[Region annotation data]
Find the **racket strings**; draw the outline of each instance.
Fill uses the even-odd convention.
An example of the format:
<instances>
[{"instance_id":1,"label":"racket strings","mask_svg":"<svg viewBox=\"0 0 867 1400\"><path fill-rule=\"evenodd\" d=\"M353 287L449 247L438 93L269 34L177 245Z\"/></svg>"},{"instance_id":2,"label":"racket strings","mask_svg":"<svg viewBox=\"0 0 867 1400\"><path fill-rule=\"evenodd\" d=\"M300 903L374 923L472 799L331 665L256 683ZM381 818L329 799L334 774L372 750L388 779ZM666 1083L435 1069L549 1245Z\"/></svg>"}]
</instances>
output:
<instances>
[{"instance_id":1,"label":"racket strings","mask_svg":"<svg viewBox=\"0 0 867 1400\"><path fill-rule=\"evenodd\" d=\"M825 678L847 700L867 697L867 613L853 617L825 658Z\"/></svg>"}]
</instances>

** GIVEN EXERCISE **
How many lines of the data above contain the string "viewBox"? Reply with the number alone.

** FINAL RESULT **
2